BRANO DEL DOCUMENTO:
━━━━━━━━━━━━━━━━━━━━━━━━━━━━━━
Nel caso in questione, il chiarimento dell’uso metodologico del termine Episteme permette di comprendere il criterio in base a cui Foucault differenzia l’età classica e l’età moderna. Dunque, per esempio, lo scarto nel modo di pensare e classificare gli esseri viventi – il passaggio dalla nozione tassonomica, propria dell’età classica, a quella sintetica di vita, propria dell’età moderna, – appare chiaramente come conseguenza di una trasformazione nella soglia epistemica. I passaggi presentati in Le parole e le cose, che conducono alla nascita delle scienze umane e all’emergenza della figura dell’uomo come essere che parla, vive e lavoro, appaiono dunque come prodotti di un cambiamento di soglia, che non è una soglia di percezione ma un campo di positività.

Invece, andando alla voce Potere, si può notare ancora una volta come il modo in cui sono strutturate le voci, tende a privilegiare il chiarimento dell’aspetto metodologico per poi soffermarsi sul livello diagnostico. Per esempio, del potere non viene subito enunciata la tesi secondo la quale esso è un fascio di relazioni, ma le esigenze di metodo che sono alla base delle tesi di Foucault. Dunque, prima di tutto la critica ad una analisi politica che utilizza concetti e categorie e che è centrata sulla sovranità, a cui viene contrapposta una filosofia analitica della politica, centrata sul potere non come categoria ma come prodotto di una serie di relazioni tra saperi e pratiche politiche. Si apre così un vasto panorama delle declinazioni del potere, nel suo rapporto antitetico con la sovranità, nel suo aspetto repressivo, in ciò che lo differenzia dal governo e nelle figure che assume nella storia della governamentalità, cioè come potere pastorale e potere statale. Il termine potere, dunque, non viene solo definito in rapporto alle analisi degli anni ’70, ma nei suoi utilizzi successivi, in modo da costruire una mappa di rimandi centrifuga. In questo modo, il lettore non solo viene facilitato nell’accesso al pensiero di Foucault, da una serie di riferimenti bibliografici che gli permettono di orientarsi con molta facilità nella ricca produzione del filosofo francese. Ciascuna voce, riproducendo l’effetto mobilitante del pensiero foucaultiano, colloca il lettore nel vivo di questo movimento, mettendolo in condizione di utilizzare a vari livelli la sua ‘cassetta di attrezzi’.
━━━━━━━━━━━━━━━━━━━━━━━━━━━━━━
Secondo il brano, quali figure assume il potere nella storia della governamentalità? Indicale, per favore. Per rispondere ci si basa soltanto sul brano.

ESTRATTO DEI DATI:
━━━━━━━━━━━━━━━━━━━━━━━━━━━━━━
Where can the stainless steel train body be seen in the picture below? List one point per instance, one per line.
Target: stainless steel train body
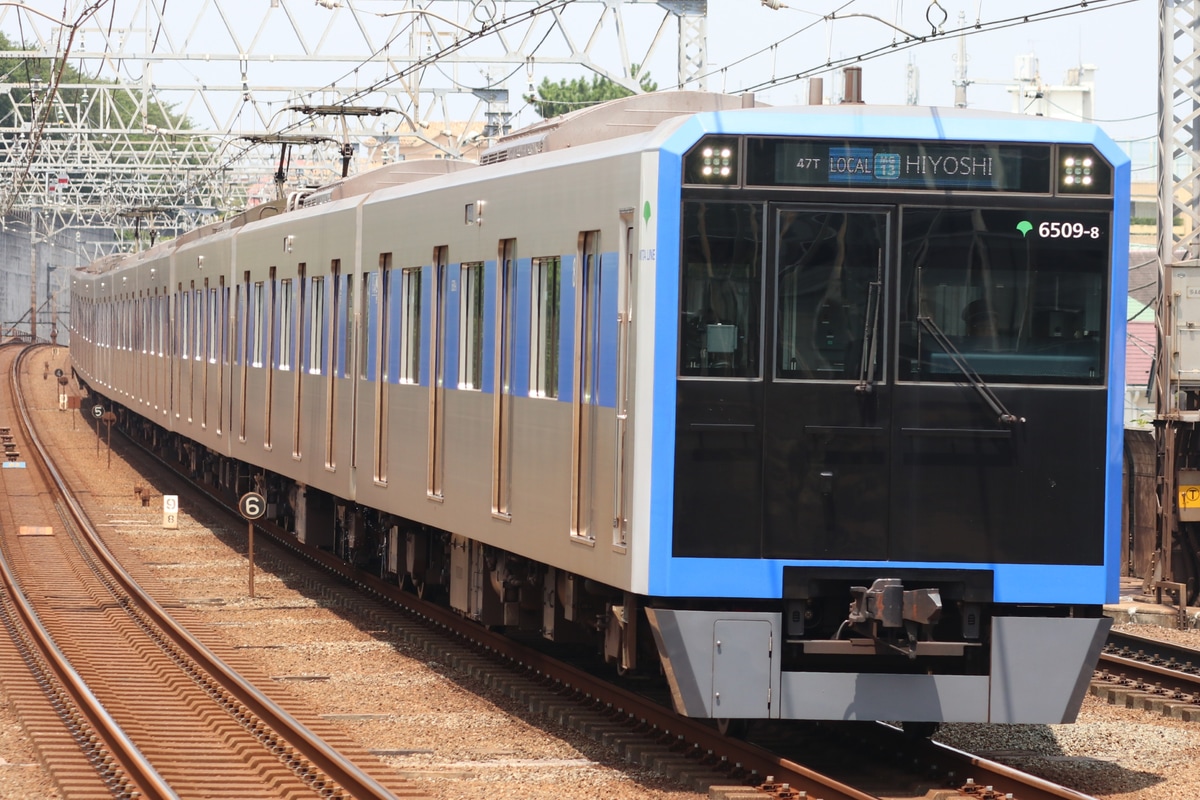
(819, 408)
━━━━━━━━━━━━━━━━━━━━━━━━━━━━━━
SOLUZIONE SVOLTA: Il potere pastorale e il potere statale.